Text section =
## BEGIN

Demand for cashews has risen 31 per cent globally over the last decade, according to the Internatio­nal Nut and Dried Fruit Council (INC), driven by its popularity in Asia and cashews’ image as a healthy ingredient in the West.

“I have never earned as much money as this year,” said Braima Seidi, a cashew farmer who has collected enough this season to build a house, purchase a motorbike, and buy a tonne of rice for his family.

“I always managed about twoand-a-half tonnes, but as the prices were low my income was too,” Seidi said, celebratin­g a three-tonne harvest this time.

Cashew nuts grow nestled against a fruit, and entire families in Guinea-Bissau gather during harvest season to pull them from the trees, separate the nuts and pack them into sacks destined for the capital.

The fruits are pressed and the liquid that seeps out stored to make juice or ferment a type of wine, while the pulp is dried to produce feed for livestock.

In this deeply impoverish­ed west African nation, where 12 per cent of land is dedicated to cashew production, GDP is projected to be up 5.2 per cent this year, UN Special Representa­tive to Guinea-Bissau Modibo Toure said in late August, thanks in part to the high prices.

The record revenues come down to two factors: a determinat­ion by the state to correct a negative price differenti­al with producers in neighbouri­ng Senegal, and the re-engagement of foreign buyers in Bissau’s markets.

## END

Exercise requirements =
1: In the article on cashews in Guinea-Bissau, what share of the country's land goes to cashew production?
2: Retype the stretch of the cashew article from "Cashew nuts grow" through "the high prices.".
None of the material after the text is needed.

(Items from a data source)

## BEGIN

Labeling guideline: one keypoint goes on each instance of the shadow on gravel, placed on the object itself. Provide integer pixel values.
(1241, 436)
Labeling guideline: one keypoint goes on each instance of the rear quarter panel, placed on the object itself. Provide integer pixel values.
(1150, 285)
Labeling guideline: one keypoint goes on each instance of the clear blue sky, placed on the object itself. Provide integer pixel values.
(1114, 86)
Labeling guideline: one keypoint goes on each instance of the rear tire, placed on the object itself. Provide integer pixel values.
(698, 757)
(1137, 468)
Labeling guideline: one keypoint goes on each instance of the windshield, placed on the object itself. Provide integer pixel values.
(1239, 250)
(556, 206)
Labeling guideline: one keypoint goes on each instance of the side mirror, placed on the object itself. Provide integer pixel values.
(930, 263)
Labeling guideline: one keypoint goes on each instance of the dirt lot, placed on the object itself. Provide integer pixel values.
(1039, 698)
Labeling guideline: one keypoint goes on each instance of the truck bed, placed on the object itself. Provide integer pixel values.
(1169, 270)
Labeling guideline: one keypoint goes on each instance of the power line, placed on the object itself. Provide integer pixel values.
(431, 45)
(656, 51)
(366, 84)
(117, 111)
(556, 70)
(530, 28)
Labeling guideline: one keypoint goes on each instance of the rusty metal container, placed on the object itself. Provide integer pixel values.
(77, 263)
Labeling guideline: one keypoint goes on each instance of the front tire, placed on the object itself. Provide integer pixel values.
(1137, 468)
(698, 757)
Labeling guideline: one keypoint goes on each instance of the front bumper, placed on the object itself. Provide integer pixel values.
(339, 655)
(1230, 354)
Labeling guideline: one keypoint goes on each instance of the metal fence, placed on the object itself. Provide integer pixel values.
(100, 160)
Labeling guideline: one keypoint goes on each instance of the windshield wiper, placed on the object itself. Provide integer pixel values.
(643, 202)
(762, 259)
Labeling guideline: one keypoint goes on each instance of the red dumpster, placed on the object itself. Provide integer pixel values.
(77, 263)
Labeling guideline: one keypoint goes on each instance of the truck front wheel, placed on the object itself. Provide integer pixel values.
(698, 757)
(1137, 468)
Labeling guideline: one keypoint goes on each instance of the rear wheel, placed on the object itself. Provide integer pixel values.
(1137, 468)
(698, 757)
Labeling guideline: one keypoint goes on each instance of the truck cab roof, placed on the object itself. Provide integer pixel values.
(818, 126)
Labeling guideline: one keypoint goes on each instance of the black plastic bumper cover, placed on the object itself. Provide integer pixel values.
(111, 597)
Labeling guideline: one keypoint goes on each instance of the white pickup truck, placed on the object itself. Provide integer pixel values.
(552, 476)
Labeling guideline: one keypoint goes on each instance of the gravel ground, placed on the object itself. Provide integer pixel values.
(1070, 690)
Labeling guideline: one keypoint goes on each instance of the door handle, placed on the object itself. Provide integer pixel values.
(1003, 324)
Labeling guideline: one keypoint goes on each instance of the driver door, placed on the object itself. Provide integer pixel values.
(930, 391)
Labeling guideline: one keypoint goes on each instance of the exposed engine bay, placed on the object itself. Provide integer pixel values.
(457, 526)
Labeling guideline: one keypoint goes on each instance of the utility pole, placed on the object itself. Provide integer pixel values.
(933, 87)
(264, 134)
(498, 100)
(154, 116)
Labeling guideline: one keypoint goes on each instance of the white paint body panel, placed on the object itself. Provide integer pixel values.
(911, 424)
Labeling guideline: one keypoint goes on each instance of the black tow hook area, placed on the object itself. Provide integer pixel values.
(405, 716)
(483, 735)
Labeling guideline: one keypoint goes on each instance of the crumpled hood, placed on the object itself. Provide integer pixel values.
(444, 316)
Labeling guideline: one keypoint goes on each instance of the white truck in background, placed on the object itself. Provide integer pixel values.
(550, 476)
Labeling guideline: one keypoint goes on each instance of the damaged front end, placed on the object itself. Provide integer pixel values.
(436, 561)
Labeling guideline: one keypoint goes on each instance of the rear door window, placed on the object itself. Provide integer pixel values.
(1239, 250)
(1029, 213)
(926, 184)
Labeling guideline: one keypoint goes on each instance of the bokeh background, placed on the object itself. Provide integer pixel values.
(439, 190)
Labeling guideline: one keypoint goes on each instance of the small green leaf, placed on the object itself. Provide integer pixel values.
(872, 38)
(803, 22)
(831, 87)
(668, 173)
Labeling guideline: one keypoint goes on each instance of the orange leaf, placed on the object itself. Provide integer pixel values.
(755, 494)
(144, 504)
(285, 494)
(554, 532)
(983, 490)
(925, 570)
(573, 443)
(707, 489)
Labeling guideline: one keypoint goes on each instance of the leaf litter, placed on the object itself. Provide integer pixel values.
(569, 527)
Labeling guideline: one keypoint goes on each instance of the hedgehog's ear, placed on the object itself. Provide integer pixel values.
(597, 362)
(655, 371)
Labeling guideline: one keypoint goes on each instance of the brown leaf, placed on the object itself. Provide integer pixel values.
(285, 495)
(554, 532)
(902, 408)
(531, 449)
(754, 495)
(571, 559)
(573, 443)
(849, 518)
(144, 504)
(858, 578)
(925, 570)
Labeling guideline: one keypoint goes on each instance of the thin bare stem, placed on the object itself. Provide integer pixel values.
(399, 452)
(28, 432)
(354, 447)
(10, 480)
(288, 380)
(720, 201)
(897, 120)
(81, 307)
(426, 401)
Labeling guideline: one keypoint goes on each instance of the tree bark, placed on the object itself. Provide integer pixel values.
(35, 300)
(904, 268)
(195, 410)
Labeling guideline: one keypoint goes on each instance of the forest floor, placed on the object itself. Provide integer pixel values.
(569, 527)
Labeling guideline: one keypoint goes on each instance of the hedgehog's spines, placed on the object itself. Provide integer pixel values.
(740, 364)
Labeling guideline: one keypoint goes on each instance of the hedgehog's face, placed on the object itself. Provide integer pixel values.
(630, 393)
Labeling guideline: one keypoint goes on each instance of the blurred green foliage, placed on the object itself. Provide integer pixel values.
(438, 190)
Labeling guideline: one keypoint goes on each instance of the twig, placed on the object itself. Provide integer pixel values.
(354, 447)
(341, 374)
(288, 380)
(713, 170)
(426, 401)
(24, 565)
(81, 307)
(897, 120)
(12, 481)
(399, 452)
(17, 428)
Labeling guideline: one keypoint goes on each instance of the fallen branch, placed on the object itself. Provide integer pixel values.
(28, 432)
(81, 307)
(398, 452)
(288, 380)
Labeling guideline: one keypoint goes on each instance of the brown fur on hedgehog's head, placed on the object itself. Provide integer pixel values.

## END

Full answers =
1: Twelve percent of the land is dedicated to cashew production.

2:
Cashew nuts grow nestled against a fruit, and entire families in Guinea-Bissau gather during harvest season to pull them from the trees, separate the nuts and pack them into sacks destined for the capital.

The fruits are pressed and the liquid that seeps out stored to make juice or ferment a type of wine, while the pulp is dried to produce feed for livestock.

In this deeply impoverish­ed west African nation, where 12 per cent of land is dedicated to cashew production, GDP is projected to be up 5.2 per cent this year, UN Special Representa­tive to Guinea-Bissau Modibo Toure said in late August, thanks in part to the high prices.